» **EXERCISE AIM**
Among the entries below, copy every line that carries the word "screen".
====== THE DATA
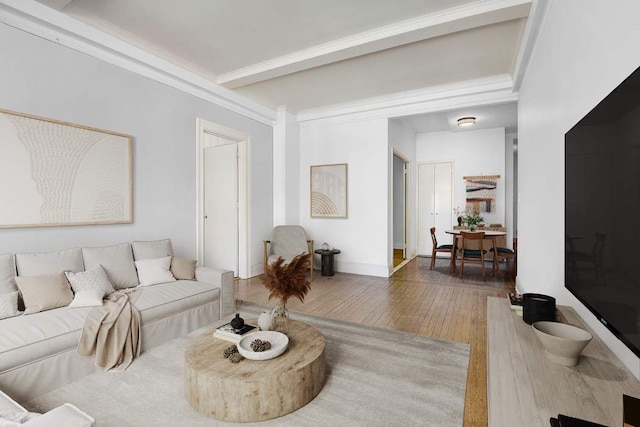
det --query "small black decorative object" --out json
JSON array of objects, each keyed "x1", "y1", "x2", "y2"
[
  {"x1": 457, "y1": 216, "x2": 463, "y2": 226},
  {"x1": 522, "y1": 293, "x2": 556, "y2": 325},
  {"x1": 230, "y1": 313, "x2": 244, "y2": 330}
]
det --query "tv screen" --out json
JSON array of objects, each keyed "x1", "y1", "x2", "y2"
[{"x1": 565, "y1": 65, "x2": 640, "y2": 358}]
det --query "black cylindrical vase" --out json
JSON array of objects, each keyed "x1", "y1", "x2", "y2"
[{"x1": 522, "y1": 293, "x2": 556, "y2": 325}]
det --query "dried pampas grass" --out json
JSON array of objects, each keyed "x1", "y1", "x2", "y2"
[{"x1": 263, "y1": 253, "x2": 311, "y2": 306}]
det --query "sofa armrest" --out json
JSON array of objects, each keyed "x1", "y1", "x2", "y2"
[
  {"x1": 24, "y1": 404, "x2": 95, "y2": 427},
  {"x1": 195, "y1": 266, "x2": 235, "y2": 317}
]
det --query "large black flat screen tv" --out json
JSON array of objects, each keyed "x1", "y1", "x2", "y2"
[{"x1": 565, "y1": 65, "x2": 640, "y2": 358}]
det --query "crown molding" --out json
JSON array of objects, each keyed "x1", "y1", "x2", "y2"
[
  {"x1": 512, "y1": 0, "x2": 549, "y2": 91},
  {"x1": 218, "y1": 0, "x2": 532, "y2": 89},
  {"x1": 0, "y1": 0, "x2": 277, "y2": 125},
  {"x1": 297, "y1": 75, "x2": 518, "y2": 125}
]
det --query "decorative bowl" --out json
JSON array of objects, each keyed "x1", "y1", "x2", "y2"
============
» **ANSWER TO THIS TASK**
det --query "tv screen" --out json
det --query "large black flat screen tv" --out json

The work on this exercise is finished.